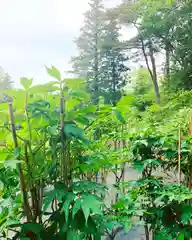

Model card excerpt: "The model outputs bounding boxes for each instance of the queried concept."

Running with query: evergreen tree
[72,0,104,104]
[100,18,128,105]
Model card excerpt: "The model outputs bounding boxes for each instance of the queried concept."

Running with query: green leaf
[67,230,81,240]
[6,219,20,227]
[81,201,90,224]
[20,77,33,90]
[48,125,58,135]
[4,159,21,169]
[72,198,81,218]
[0,181,4,190]
[63,193,76,222]
[46,66,61,81]
[114,110,126,124]
[21,223,43,234]
[64,124,85,140]
[177,233,185,240]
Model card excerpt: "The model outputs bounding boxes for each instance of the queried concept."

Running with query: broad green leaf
[82,194,103,218]
[63,193,76,222]
[46,66,61,81]
[64,124,85,140]
[0,181,4,190]
[81,202,90,224]
[177,233,185,240]
[47,125,58,135]
[6,219,20,227]
[21,223,43,234]
[3,159,21,169]
[72,198,81,218]
[114,110,126,124]
[20,77,33,90]
[67,230,82,240]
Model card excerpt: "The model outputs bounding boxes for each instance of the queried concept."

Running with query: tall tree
[72,0,104,104]
[108,0,177,103]
[100,16,129,105]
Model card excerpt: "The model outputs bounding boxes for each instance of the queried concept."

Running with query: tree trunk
[149,42,160,104]
[164,42,170,86]
[140,36,160,104]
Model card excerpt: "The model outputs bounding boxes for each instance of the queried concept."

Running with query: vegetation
[0,0,192,240]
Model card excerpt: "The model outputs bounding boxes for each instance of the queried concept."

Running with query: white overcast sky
[0,0,136,85]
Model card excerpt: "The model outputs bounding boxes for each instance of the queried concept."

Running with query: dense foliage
[0,0,192,240]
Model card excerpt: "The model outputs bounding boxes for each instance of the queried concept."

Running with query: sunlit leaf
[46,66,61,81]
[20,77,33,90]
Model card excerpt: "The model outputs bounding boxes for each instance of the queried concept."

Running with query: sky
[0,0,129,86]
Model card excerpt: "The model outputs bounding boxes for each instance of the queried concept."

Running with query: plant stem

## [Problem]
Reproduce every line of the data from its beginning through the line containing "[100,16,129,105]", inclusive, moving each bounding box by adding 57 to all of its coordinates. Leave the pictures out of your response.

## [Solution to this problem]
Model card excerpt: "The model outputs bounding boxes for each instance of the queried concept."

Running with query: evergreen tree
[129,57,161,161]
[157,75,185,162]
Model card excerpt: "The model outputs bounding boxes for each instance of the queried concept."

Running with query: green leaf
[124,287,138,297]
[63,276,77,284]
[138,258,147,281]
[77,134,90,147]
[105,182,115,192]
[61,216,78,226]
[129,255,138,275]
[57,238,61,247]
[120,250,133,279]
[103,123,118,138]
[171,167,183,181]
[78,280,100,291]
[121,181,142,197]
[234,290,242,297]
Model card excerpt: "The model outputs bounding boxes for each instance of the queried concept."

Running with query: broad green leaf
[139,251,160,275]
[120,250,133,279]
[103,123,118,138]
[121,181,142,197]
[57,238,61,247]
[138,259,147,281]
[234,290,242,297]
[104,182,115,192]
[63,276,77,284]
[78,280,100,291]
[60,216,78,226]
[129,255,138,275]
[171,167,183,181]
[77,134,90,147]
[124,287,139,297]
Model card excerpt: "The model outputs bounding boxes for each instance of the queried concept."

Running with query: tall tree
[129,57,161,161]
[165,57,234,160]
[157,73,186,162]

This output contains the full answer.